---- Entries
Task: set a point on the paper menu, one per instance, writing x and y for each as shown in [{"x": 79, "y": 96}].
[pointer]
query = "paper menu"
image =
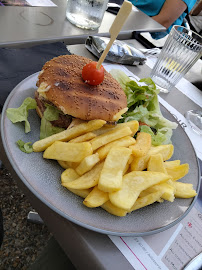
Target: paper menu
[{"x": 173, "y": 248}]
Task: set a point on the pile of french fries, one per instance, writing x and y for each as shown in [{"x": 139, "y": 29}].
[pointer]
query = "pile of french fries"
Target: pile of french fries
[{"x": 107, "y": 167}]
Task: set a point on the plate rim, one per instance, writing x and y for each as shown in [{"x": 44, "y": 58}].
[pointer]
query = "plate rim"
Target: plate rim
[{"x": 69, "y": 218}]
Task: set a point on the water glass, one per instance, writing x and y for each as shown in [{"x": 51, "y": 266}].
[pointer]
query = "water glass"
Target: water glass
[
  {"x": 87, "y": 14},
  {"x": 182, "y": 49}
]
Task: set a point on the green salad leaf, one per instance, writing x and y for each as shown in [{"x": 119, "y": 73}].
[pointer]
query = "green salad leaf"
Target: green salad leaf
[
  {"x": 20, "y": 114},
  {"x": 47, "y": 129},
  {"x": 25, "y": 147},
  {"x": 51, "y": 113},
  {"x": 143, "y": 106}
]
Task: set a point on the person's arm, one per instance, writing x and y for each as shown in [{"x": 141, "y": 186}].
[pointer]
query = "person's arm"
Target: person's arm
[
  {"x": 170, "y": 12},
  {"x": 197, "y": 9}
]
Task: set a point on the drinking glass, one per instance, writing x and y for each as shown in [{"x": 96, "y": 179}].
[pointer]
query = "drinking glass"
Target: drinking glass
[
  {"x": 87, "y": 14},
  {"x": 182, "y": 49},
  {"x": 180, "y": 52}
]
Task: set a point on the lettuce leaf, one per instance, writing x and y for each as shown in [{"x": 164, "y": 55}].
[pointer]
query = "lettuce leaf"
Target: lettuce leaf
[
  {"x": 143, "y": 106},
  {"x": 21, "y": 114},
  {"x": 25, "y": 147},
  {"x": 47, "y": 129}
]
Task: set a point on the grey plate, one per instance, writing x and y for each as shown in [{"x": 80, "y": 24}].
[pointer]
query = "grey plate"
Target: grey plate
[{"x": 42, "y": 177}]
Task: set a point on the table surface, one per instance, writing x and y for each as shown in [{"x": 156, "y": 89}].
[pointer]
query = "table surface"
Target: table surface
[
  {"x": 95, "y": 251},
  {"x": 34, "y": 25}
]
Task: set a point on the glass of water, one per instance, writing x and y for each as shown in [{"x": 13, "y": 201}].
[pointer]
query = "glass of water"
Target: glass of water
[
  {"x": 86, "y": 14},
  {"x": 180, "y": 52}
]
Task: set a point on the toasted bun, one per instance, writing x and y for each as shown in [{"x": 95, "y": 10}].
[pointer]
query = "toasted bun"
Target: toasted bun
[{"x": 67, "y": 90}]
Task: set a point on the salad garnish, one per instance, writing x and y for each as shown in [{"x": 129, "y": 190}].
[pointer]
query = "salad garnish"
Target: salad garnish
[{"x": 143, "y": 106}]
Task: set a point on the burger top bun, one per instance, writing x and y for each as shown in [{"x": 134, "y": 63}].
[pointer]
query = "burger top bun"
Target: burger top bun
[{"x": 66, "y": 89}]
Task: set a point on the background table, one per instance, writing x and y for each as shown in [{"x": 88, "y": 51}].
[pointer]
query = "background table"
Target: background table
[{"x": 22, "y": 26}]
--------
* What is being asked *
Without the pictures, retype the whole of the material above exactly.

* Written response *
Task: set a point on the paper menu, one per instance, writing x and y for each as shown in [{"x": 79, "y": 96}].
[pointer]
query = "paper menu"
image =
Target: paper menu
[{"x": 173, "y": 248}]
Task: set a point on the pile of french fries, one per instance, writing x and y for each as shown in [{"x": 139, "y": 29}].
[pointer]
query = "pile of french fries"
Target: pile of french fries
[{"x": 107, "y": 167}]
Task: set a point on the plate rim, one per instance, writing x and y for each as shown in [{"x": 44, "y": 58}].
[pointer]
query = "plate rim"
Target: plate rim
[{"x": 69, "y": 218}]
Task: set a point on the water glass, one per instance, writing x and y for each as shown in [{"x": 51, "y": 266}].
[pointer]
query = "water glass"
Target: water glass
[
  {"x": 87, "y": 14},
  {"x": 182, "y": 49}
]
Task: set a point on the green salad leaf, one per instance, writing x and y for each as shown in [{"x": 119, "y": 73}].
[pointer]
query = "green salad leaf"
Target: green salad leaf
[
  {"x": 20, "y": 114},
  {"x": 47, "y": 129},
  {"x": 25, "y": 147},
  {"x": 51, "y": 113},
  {"x": 143, "y": 106}
]
Task: set a point on the person's arm, one per instance, writing x and y for each as shown in [{"x": 141, "y": 186}].
[pointer]
query = "person's arm"
Target: person's arm
[
  {"x": 170, "y": 12},
  {"x": 197, "y": 9}
]
Task: set a point on the drinking glass, one per instance, writing x and y for each as shown in [{"x": 96, "y": 179}].
[pointer]
query = "drinking glass"
Target: drinking glass
[
  {"x": 87, "y": 14},
  {"x": 182, "y": 49},
  {"x": 180, "y": 52}
]
Task: set a point on the lettuce leaf, one per instance, writing x and y for each as shown in [{"x": 164, "y": 55}].
[pointer]
query = "lettuce leaf"
Target: lettuce leaf
[
  {"x": 143, "y": 106},
  {"x": 21, "y": 114},
  {"x": 25, "y": 147},
  {"x": 47, "y": 129}
]
Task: set a point on the grey plate, one per instance, writing x and y for each as shown in [{"x": 80, "y": 24}].
[pointer]
query = "grey plate"
Target: grey plate
[{"x": 42, "y": 177}]
Task: set a point on the table surface, one per instance, writing x and y for each as shown in [{"x": 156, "y": 89}].
[pointer]
query = "table surface"
Target: table surface
[
  {"x": 95, "y": 251},
  {"x": 34, "y": 25}
]
Task: set a point on the glass of water, one per instance, writing x and y for each as shown in [{"x": 13, "y": 201}].
[pointer]
query = "glass of water"
Target: glass of water
[
  {"x": 86, "y": 14},
  {"x": 180, "y": 52}
]
Task: set a point on the toasted bun, one per instance, writing x and y for each as shown in [{"x": 95, "y": 10}].
[pointer]
query = "toasted bun"
Target: toasted bun
[{"x": 67, "y": 90}]
Task: set a point on the salad garnish, one per instance, writing x and y for each as shown in [{"x": 129, "y": 190}].
[pointer]
query = "salad garnish"
Target: salad garnish
[{"x": 143, "y": 106}]
Task: set a point on the burger top bun, one per instance, writing x and y for each as shown in [{"x": 134, "y": 63}].
[pointer]
query = "burger top bun"
Target: burger top bun
[{"x": 66, "y": 89}]
Task: set a point on the background table, one per instance, writing x and y for each as shown in [{"x": 88, "y": 51}].
[pointer]
query = "background table"
Target: background table
[{"x": 22, "y": 26}]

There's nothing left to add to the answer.